** BEGIN Exercise data **

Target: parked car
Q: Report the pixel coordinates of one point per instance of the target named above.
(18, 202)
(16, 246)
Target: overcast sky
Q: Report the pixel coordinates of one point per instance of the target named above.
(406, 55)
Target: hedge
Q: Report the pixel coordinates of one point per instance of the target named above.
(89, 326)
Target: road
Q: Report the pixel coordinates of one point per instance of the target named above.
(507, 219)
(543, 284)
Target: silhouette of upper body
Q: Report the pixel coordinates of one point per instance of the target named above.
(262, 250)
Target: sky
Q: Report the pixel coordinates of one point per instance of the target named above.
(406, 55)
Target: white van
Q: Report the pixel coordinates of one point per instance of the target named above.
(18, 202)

** END Exercise data **

Task directions »
Copy out every line of the records above word for word.

Reply to the task »
Target: parked car
Q: Report the pixel coordinates of one point per instance of the target named above.
(18, 202)
(16, 246)
Target: overcast sky
Q: Report the pixel coordinates of one point per instance of the target named above.
(406, 55)
Target: hedge
Q: Report the pixel coordinates of one point per instance of the target named above.
(89, 326)
Target: road
Q: Report the pixel coordinates of one point per instance of the target named above.
(507, 219)
(543, 284)
Target: silhouette of upper body
Q: Report the pixel coordinates of one point per instance of the target named above.
(262, 250)
Target: sky
Q: Report the pixel coordinates of one point per instance of the target named above.
(406, 55)
Target: white van
Q: Report the pixel coordinates of one point per instance of the target named above.
(18, 202)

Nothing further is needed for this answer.